### TASKS TO COMPLETE:
**A.** In the blog post on mindfulness and healing below, what claim do a few people make that the writer disagrees with?
**B.** Continue the blog post on mindfulness and healing below from its last sentence.

### PASSAGE TO READ:
------------------------

Wednesday, April 17, 2019
Mindfulness Can Help You Heal
I want to discuss, let's say, the modern version of mindfulness, or the quality of being aware or awake to something, and how mindfulness can help us heal.
We Have So Much Stuff!
Normally, in life, we are wrapped up in our 'stuff.' Our stuff consists of things like our job, participating in research studies and volunteer positions, keeping a social media presence, being a mother, student, daughter, or nurse. Basically, our stuff is the roles we take on in life; these can be many. Our stuff can also consist of our busyness such as shopping, cleaning, driving, worrying, stressing, or hurting, for example. Most of us have a lot of stuff, so our minds and body's stay busy with our tasks. We become absorbed in what we are doing, but not in a mindful manner where we are present to our situation. We become so busy that we become mindless meaning that we aren't present.
Mindfulness or Awareness
Today a few argue that awareness and mindfulness are two different things. I disagree. If you are consciously and fully aware to what you are doing, you are awake. If your thoughts move on or wander; if you get distracted by various tasks, ideas and to-do list or by your surroundings, then you are no longer aware. Mindfulness is about noticing what is going on in your present moment; being in the here and now. This is also called awareness which can be said to be consciousness of the situation at hand or realization.

------------------------

### DATA SUPPLIED:
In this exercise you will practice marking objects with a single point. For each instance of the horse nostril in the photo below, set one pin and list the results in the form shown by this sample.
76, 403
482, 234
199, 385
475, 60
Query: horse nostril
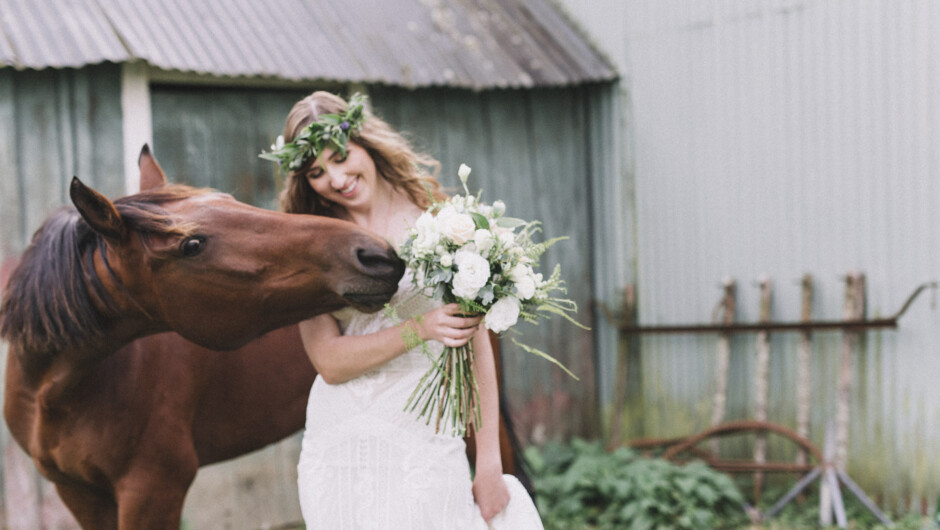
380, 261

------------------------

### OUTPUTS IN ORDER:
**A.** They argue that awareness and mindfulness are two different things.

**B.**
With mindfulness, there is a conscious effort to be present to my experiences continuously. To hear and see my thoughts stream by, to feel the sensations flushing my body, to notice the twitches and itches and tingles, and to observe the feelings that come and go like the ebb and flow of the tide.
With mindfulness, I am paying attention on purpose without judgment; this is the conscious effort I undertake in being mindful or aware. As I sit here writing, I am present to my feet resting on the sides of the cold and hard metal chair. I am aware of the fan in the background and the breeze on my left cheek. I am aware of the dull pain in my right shoulder. I can hear the birds chirping in the yard and the car that just drove by. I am also paying attention to my body posture, my wrists as I type, and my breath. I make sure the I am mindful of everything within and around me, and, if and when I need to, I adjust.
With mindfulness, I am so in tune to myself, my body and my surroundings, that if I have a need for a glass of water, for instance like right now, I go and get it. If I notice a pain in my back, I go and stretch. What is good about mindfulness is that you are consciously, or purposefully, paying close attention to what is happening and when you feel a need to adjust, such as go for a jog or a stretch or a glass of water, you do it immediately. You don't hesitate.
Without mindfulness, we either don't adjust or we react uncontrollably. Without mindfulness, I wouldn't have recognized that I was thirsty, and after a few hours had passed, I would wonder why I didn't feel well. Without mindfulness, if I had feelings of anger arise, I would react without thinking rationally.
How Can Mindfulness Help You?
Mindfulness can help us heal. If you are struggling emotionally with painful memories, being present with those feelings, no matter how much they hurt in the moment, and allowing them to pass without judgment will help heal your pain. Think of these hurtful feelings and memories as a river. The river continues to flow. It may divert around a boulder or rise on the shore, but it never stops. With your thoughts and feelings, let them flow.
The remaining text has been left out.